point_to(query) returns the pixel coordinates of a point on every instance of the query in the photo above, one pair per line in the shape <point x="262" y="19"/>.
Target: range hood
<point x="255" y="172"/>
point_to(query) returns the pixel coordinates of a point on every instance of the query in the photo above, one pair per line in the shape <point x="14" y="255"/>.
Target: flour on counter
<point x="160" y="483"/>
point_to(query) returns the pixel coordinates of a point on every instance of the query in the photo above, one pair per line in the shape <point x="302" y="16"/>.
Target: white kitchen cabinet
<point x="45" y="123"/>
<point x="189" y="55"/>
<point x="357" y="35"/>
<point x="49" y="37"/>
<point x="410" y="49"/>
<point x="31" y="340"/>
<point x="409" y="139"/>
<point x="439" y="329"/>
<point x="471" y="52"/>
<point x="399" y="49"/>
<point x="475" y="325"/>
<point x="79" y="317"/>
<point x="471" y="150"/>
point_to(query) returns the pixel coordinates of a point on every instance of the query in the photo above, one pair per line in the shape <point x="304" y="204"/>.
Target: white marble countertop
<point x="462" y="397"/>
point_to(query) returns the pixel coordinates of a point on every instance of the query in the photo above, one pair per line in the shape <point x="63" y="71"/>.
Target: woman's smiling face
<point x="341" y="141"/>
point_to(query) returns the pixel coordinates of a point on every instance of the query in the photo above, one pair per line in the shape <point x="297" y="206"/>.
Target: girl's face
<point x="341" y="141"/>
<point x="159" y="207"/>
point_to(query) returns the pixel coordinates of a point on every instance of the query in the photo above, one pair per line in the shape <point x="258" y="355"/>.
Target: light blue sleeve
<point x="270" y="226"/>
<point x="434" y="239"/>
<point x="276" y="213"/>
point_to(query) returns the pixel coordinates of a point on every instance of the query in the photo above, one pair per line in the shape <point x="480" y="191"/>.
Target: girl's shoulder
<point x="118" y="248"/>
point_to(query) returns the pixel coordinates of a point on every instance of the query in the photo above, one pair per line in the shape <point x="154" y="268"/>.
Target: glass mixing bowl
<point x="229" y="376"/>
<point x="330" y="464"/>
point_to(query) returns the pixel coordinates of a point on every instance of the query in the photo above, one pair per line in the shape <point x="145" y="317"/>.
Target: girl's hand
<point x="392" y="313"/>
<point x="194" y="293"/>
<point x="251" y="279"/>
——————————
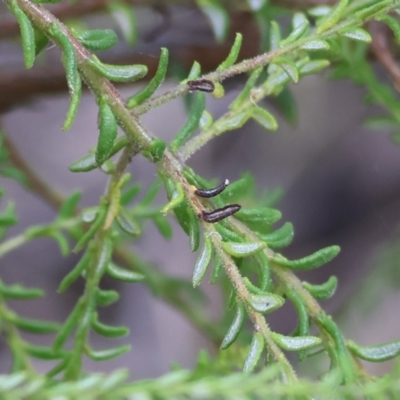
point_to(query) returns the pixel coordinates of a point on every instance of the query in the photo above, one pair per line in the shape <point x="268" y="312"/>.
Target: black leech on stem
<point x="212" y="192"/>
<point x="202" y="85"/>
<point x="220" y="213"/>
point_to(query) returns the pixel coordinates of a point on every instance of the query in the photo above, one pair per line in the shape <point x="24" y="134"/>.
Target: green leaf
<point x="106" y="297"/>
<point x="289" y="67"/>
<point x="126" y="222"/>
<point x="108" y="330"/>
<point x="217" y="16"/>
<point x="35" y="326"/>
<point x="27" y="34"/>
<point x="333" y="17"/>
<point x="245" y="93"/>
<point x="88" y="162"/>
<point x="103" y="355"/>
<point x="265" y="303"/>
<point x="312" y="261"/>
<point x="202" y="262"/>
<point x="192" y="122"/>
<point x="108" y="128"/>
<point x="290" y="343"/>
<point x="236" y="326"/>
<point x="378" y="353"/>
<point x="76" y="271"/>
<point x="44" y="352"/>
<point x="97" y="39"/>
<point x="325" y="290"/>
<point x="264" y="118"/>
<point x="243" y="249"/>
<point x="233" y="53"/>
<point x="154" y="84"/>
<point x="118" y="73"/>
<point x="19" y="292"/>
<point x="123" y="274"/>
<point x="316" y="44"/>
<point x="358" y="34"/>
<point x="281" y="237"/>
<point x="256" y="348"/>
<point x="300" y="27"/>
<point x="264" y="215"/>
——————————
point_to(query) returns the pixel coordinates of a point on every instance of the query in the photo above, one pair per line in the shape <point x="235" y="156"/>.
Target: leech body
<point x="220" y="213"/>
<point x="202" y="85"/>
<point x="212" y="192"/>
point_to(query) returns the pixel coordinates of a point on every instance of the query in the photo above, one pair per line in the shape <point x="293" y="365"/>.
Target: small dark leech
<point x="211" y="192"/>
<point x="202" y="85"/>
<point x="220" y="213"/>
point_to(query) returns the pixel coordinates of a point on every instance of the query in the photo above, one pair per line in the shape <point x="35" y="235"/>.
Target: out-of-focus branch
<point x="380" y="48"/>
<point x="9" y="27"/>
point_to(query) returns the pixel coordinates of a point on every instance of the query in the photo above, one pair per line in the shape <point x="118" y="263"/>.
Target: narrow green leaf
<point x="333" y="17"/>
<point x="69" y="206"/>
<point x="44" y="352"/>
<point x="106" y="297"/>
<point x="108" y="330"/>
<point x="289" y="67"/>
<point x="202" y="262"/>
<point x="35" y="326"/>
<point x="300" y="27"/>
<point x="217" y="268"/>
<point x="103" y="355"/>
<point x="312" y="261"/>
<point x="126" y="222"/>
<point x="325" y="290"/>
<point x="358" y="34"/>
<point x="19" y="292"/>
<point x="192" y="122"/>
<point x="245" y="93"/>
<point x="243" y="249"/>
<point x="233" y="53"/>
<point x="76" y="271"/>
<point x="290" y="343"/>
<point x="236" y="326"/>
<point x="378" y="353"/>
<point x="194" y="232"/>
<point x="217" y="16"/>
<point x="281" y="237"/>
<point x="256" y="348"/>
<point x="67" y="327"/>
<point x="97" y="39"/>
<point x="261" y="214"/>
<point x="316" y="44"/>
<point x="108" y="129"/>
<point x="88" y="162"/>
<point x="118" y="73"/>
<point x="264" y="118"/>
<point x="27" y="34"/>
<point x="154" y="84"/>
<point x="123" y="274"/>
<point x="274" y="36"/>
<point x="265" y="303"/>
——————————
Please pull every line from the listing above that contains the string "leech", treating uppercase and lowercase as different.

> _RESPONSE TO THIS EXERCISE_
Target: black leech on stem
Target: leech body
Target: small dark leech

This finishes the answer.